Start of Passage

Wong Kar-wai’s dreamlike masterpiece is a perfect portrayal of the wilderness of a city at night. A hitman trying to get his job done, a woman hunting the prostitute who stole her boyfriend, and a mute who loves his father's cooking: each of the characters in Fallen Angels is eccentric and interesting in their own way. Along the watch, you may find yourself overwhelmed by all the events taking place as each character fights to stay alive and satisfy their desire, but this is exactly where the beauty lies. A hazy view of Hong Kong is the backdrop for the characters' riveting stories, blending loneliness, lust, as well as missed opportunities. Fallen Angels is a remarkably balanced film that not only exposes the coldness of people in the city, but also their warmth.
Movies about the experiences of Black, Indigenous, and People of Color set against the backdrop of White-majority Western countries.
Edward Yang’s masterful and lush Yi Yi follows the lives of the Jian family and their respective, middle-class worries. The father agonizes over a business deal and, at the back of his mind, an old flame. The mother struggles with emptiness, the daughter with sensuality, and the son with his burgeoning artistry. In the periphery are other family members trying to get by as best they can despite having no certain future to look forward to. The story, which is bookended with life and death, is punctuated with these lingering anxieties but also, crucially, with moments of potent, profound joys.
The premise seems simple, but Yang weaves a breathtaking epic out of the mundane. The mise-en-scene is immersive, the dialogue delicate, and the direction effectively real. The understated elegance of each piece coming together to build a rich whole is what makes YiYi Yang’s legacy to the world of cinema.
The apex of Abbas Kiarostami’s monumental filmography, Close-Up is a testament to the late directors’ ingenuity and humanism. Kiarostami documents the real-life trial of a man who impersonated fellow Iranian filmmaker Mohsen Makhmalbaf, and ingratiated himself to a family believing him to be the real deal. The courtroom drama and interviews are fascinating enough, but Kiarostami takes it one step further by having everyone involved reenact the events as they happened.
The result is an unparalleled piece of filmmaking that blurs the boundaries between documentary and narrative while posing vital questions about the exclusivity of cinema and the storytelling process. Despite its sophisticated constructions, Kiarostami’s direction is lucid and direct as it builds to a passionate and unforgettable conclusion.
At nearly four hours long, A Brighter Summer Day is a sprawling, beautifully composed film that follows young Xiao Si’r and his eventual entanglements in nearly everything, from love to youth gangs to politics. While parts of the story, particularly its bone-chilling climax, are based on true events, the film is largely reconstructed from Edward Yang’s memories of the era he grew up in. As a result, the visuals feel crisp and true, tinged with just the right amount of nostalgia to balance the grittiness of its realism.
As coming-of-age films go, A Brighter Summer Day is certainly more on the tragic side. It’s also seminal in its specificity and depth—an absolute must-watch for any and all filmgoers.
From Drive My Car director Ryusuke Hamaguchi comes another film featuring long drives, thoughtful talks, and unexpected twists. An anthology of three short stories, Wheel of Fortune and Fantasy ponders over ideas of love, fate, and the all-too-vexing question, “what if?”
What if you didn’t run away from the one you love? What if you didn’t give in to lust that fateful day? What if, right then and there, you decide to finally forgive?

End of Passage

Stated problem 1 >>
Turn the rows into a numbered list with blank lines dropped, covering only the span from the row with "Please mark the region of every instance of the red" through the last of the rows.

Start of Exercise input

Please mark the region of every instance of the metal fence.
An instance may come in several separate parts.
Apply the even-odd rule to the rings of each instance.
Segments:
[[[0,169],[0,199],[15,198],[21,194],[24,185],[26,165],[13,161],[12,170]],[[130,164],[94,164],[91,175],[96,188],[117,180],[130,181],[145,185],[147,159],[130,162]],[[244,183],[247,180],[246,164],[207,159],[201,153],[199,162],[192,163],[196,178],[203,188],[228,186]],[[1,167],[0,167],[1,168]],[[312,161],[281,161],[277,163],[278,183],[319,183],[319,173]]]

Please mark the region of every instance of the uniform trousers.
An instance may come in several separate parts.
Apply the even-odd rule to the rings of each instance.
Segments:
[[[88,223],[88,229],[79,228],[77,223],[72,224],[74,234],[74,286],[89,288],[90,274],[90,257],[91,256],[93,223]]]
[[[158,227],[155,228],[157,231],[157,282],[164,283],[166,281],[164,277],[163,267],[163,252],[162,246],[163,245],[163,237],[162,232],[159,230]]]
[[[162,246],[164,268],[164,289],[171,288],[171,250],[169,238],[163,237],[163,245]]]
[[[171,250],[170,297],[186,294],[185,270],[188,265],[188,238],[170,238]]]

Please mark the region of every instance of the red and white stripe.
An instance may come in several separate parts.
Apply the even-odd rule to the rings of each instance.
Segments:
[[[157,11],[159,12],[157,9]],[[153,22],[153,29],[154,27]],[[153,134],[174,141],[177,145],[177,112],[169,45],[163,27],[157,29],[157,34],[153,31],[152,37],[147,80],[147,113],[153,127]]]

End of Exercise input

Stated problem 2 >>
Carry on the film reviews from the point where they stop.

Task answer 1 >>
1. Please mark the region of every instance of the red and white stripe.
2. An instance may come in several separate parts.
3. Apply the even-odd rule to the rings of each instance.
4. Segments:
5. [[[157,11],[159,12],[157,9]],[[153,22],[153,29],[154,27]],[[153,134],[174,141],[177,145],[177,112],[169,45],[163,27],[157,29],[157,34],[153,31],[152,37],[147,80],[147,113],[153,127]]]

Task answer 2 >>
Big questions, but without sacrificing depth, Hamaguchi does the incredible task of making every single second feel light and meaningful. Wheel of Fortune and Fantasy will leave you with mixed emotions: excited, startled, dejected, hopeful. But one thing you won’t feel is regret over watching this instant classic of a film.
The Secret of the Grain is a saga of the immigrant experience and a packed 151 minutes of diverse storylines and themes that could have each been a film on their own.
Slimane Beiji is a Tunisian immigrant in the French port city of Sète. His large family consists of two units: his ex-wife Souad, with whom he has many children, and his current partner Latifa who own a run-down hotel where Slimani lives. Slimani gets fired from his shipyard job and is pushed by the children from his first marriage to return to Tunisia, where he can lead a quiet life. But Rym, his current partner’s daughter, convinces him that he can still be happy in France if he pursues his dream: to open a restaurant on a boat he owns that would serve his ex-wife’s unique couscous with fish recipe. Slimani chooses to rekindle his immigrant dream.
It's a beautiful and rich slice-of-life film about immigrant life in Southern France. Slimani's charachter is based on the filmmaker's father.
Forlorn longing envelops Days of Being Wild, where the act of dreaming is as valuable as its actual fulfillment. “You’ll see me tonight in your dreams,” Yuddy tells Su Li-zhen on their first meeting, and indeed, this line of dialogue sets the film’s main contradiction: would you rather trap yourself in the trance-like beauty of dreams or face the unpleasant possibilities of reality? Wong Kar-wai’s characters each have their own answers, with varying subplots intersecting through the consequences of their decisions. In the end, happiness comes in unexpected ways, granted only to those brave enough to wake up and dream again.
Asako is in love with Baku—deeply and almost delusionally, in a way that can only manifest in young love. But when the freewheeling Baku ghosts Asako for good, she moves from Osaka all the way to Tokyo to start a new life. Years later, she's startled to meet Baku's doppelganger in Ryohei, an office man whose solid dependability and lack of artfulness, while endearing, could not place him any further from Baku. Confused and lonely, Asako tiptoes around her feelings for Ryohei and, in the process, raises thought-provoking questions about the meaning, ethics, and true purpose of love.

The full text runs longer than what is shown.